● Consigne
Poursuivez le texte sur le psoriasis des ongles à partir de sa dernière phrase.

La problématique est plus complexe dans les formes légères de psoriasis cutané associées à des altérations unguéales, ou au cours de l’atteinte isolée des ongles, en particulier dans sa forme polydactylique. L’impact de ces lésions peut être considérable chez certains patients, comme en témoigne l’altération très marquée de la qualité de vie. Plus de la moitié des patients rapportent des douleurs limitant leur activité. Les formes mono ou paucidigitales peuvent bénéficier d’un traitement local, reposant notamment sur les corticoïdes associés ou non au calcipotriol sous occlusion. Ce traitement sera d’autant plus efficace que la pénétration du principe actif sera bonne, ce qui souligne la nécessité de découper la tablette onycholytique ou de procéder à une avulsion à l’urée de l’hyperkératose sous-unguéale. L’utilisation de corticoïdes injectables selon la technique de De Berker, après anesthésie locale, est efficace, mais son acceptation n’est pas facilement acquise. Le laser photodynamique semble intéressant, mais on manque encore de recul. En pratique, face à un traitement long (les ongles des doigts se renouvellent en six mois, ceux des gros orteils en douze à dix-huit mois) et fastidieux, aux résultats décevants, les patients se découragent et sont démunis de toute possibilité thérapeutique. La PUVAthérapie, peu efficace, expose au risque de photo-onycholyse et de photohémorragie. Elle n’est donc pas envisageable. Seules les biothérapies pourraient apporter une réponse à certains patients, mais la législation ne le permet pas dans le psoriasis discret avec manifestations unguéales ou au cours de la présence isolée de celles-ci.

« Pourtant, le recours aux biothérapies paraît très intéressant dans ce contexte, en raison de la pathogénie même des lésions unguéales », souligne le Dr Robert Baran.

B. Fournié (1), depuis longtemps, et plus récemment D. Mc Gonagle (2) insistent sur le fait que l’ongle s’attache à la phalange distale par l’intermédiaire de plusieurs enthèses ce qui, chez le patient psoriasique, peut entraîner des modifications inflammatoires se manifestant de la tablette à l’os par l’intermédiaire du tissu graisseux.

Détecter un rhumatisme précoce.

De même, E. Soscia (3) a montré la fréquence de l’association d’une altération unguéale et d’une atteinte articulaire interphalangienne distale à l’IRM au cours du psoriasis cutanéo-unguéal.

● Données fournies
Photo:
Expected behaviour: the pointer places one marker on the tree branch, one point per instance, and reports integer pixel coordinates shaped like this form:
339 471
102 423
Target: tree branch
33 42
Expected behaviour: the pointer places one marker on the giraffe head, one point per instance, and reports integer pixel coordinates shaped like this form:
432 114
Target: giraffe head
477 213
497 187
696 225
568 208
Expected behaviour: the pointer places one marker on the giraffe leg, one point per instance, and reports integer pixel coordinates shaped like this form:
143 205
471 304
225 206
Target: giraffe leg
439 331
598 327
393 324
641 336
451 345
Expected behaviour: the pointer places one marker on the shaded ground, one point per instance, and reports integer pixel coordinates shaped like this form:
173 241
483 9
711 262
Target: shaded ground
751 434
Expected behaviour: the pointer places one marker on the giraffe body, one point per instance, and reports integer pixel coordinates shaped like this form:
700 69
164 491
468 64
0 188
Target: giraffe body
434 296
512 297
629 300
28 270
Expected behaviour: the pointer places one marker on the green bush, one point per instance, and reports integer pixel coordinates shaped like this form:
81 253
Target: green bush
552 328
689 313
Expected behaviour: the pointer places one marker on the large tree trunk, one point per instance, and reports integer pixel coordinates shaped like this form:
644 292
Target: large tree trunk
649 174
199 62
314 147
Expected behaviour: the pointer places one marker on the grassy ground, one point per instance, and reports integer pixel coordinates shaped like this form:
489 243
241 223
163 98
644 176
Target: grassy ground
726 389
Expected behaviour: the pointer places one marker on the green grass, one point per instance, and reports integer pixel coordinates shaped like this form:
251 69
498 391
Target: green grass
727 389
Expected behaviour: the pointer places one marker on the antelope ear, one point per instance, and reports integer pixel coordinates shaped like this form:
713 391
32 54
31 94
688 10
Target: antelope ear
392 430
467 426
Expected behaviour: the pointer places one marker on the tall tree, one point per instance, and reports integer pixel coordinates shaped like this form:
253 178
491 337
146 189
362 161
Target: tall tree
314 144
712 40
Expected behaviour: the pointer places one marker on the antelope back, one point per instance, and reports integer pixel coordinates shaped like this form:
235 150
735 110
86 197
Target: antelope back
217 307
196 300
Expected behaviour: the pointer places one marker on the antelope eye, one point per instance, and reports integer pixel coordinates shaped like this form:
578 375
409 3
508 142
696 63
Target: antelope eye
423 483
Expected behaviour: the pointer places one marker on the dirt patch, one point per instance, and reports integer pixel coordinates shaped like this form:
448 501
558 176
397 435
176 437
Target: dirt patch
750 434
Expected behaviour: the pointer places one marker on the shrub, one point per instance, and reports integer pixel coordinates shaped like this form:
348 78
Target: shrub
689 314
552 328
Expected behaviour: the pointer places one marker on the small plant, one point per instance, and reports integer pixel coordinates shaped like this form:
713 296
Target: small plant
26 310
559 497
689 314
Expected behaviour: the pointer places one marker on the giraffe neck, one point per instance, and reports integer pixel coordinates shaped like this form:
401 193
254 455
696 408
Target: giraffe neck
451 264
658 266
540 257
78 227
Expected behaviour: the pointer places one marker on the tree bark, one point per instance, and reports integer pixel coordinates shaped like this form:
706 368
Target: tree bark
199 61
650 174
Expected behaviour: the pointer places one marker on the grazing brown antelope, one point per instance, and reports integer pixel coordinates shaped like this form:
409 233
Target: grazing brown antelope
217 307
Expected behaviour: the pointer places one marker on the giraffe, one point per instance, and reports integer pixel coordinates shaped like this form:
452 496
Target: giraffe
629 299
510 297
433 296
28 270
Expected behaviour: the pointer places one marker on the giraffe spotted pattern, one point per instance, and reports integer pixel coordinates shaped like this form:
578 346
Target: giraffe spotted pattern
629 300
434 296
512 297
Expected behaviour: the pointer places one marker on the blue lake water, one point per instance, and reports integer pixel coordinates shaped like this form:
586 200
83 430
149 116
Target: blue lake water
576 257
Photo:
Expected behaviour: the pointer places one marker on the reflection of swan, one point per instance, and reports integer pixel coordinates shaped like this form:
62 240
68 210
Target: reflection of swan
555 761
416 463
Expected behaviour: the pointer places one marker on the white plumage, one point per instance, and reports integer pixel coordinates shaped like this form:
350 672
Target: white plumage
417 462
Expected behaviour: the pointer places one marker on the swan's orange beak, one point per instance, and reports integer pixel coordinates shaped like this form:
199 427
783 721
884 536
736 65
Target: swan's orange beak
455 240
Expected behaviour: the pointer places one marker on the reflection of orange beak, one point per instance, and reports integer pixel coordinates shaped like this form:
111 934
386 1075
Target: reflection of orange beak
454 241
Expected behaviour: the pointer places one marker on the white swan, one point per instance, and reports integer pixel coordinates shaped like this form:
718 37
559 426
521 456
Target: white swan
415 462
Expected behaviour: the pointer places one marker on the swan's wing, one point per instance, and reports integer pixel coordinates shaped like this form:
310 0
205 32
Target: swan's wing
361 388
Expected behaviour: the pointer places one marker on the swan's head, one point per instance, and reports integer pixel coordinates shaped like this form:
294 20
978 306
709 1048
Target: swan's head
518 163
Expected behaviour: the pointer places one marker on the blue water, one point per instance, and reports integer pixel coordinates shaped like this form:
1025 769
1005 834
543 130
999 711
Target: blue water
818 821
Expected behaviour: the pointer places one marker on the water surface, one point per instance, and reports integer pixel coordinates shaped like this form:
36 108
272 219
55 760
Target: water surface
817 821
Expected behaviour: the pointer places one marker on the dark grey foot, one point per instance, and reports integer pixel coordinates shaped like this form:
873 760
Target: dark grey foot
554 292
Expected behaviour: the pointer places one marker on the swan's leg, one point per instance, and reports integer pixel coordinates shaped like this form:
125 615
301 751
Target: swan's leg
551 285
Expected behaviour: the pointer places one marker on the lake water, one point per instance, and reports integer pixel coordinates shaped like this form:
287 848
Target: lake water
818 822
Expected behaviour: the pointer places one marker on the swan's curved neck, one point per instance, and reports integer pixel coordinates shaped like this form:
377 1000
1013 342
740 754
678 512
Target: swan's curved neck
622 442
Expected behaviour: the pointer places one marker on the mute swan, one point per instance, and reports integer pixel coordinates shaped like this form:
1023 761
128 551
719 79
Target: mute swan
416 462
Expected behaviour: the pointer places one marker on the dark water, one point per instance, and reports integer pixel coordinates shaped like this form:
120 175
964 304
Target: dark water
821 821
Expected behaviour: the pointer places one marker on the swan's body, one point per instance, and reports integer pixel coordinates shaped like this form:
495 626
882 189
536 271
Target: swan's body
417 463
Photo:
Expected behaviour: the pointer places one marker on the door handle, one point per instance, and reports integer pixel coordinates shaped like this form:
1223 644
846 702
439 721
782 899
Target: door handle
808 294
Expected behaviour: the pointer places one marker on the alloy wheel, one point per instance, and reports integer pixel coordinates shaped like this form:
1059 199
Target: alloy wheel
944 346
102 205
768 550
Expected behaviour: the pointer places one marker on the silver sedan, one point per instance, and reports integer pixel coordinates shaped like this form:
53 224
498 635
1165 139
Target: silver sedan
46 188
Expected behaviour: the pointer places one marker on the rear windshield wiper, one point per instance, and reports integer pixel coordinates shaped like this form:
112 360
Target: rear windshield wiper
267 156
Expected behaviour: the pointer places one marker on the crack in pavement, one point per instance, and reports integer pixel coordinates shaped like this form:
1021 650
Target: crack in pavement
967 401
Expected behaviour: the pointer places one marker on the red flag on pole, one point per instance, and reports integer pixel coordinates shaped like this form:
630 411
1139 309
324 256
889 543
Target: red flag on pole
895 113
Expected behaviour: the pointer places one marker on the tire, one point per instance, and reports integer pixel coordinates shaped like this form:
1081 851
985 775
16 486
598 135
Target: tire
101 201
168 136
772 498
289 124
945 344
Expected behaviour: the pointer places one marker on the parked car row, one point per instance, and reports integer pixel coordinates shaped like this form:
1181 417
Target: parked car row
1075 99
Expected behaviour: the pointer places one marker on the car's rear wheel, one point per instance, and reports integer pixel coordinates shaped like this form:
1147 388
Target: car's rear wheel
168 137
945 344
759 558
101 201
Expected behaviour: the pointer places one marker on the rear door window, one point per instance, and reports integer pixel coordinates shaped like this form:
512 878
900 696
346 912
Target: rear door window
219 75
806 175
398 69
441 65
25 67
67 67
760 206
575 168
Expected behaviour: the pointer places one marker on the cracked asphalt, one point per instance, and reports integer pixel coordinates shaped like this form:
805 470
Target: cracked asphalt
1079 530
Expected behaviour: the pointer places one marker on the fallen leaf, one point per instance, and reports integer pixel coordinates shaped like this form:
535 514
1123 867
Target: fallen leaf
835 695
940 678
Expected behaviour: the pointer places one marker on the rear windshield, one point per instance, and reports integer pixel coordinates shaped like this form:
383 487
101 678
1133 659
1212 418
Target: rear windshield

● Réponse proposée
La sonographie, technique peu coûteuse, permet de vérifier l’épaississement du tendon extenseur. La découverte d’images enthésiques anormales chez des sujets psoriasiques aux ongles apparemment sains ainsi qu’une scintigraphie osseuse périarticulaire anormale chez des patients sans atteinte unguéale suggèrent qu’il faut s’attacher davantage à démontrer la présence d’anomalies susceptibles de détecter un rhumatisme psoriasique précoce.

 C’est à ce stade subclinique, douloureux ou non, que l’on pourrait éviter le passage au psoriasis arthropathique avéré et à ses conséquences, en prescrivant à temps et en toute légalité, les biomédicaments », insiste le Dr Baran.

Bien sûr, ces traitements ne sont pas dénués de risque et ont un coût. Une telle approche nécessite, par conséquent, un travail structuré d’expertise préalable, afin que les patients puissent, enfin, bénéficier des stratégies thérapeutiques les plus appropriées.

D’après un entretien avec le Dr Robert Baran, Cannes.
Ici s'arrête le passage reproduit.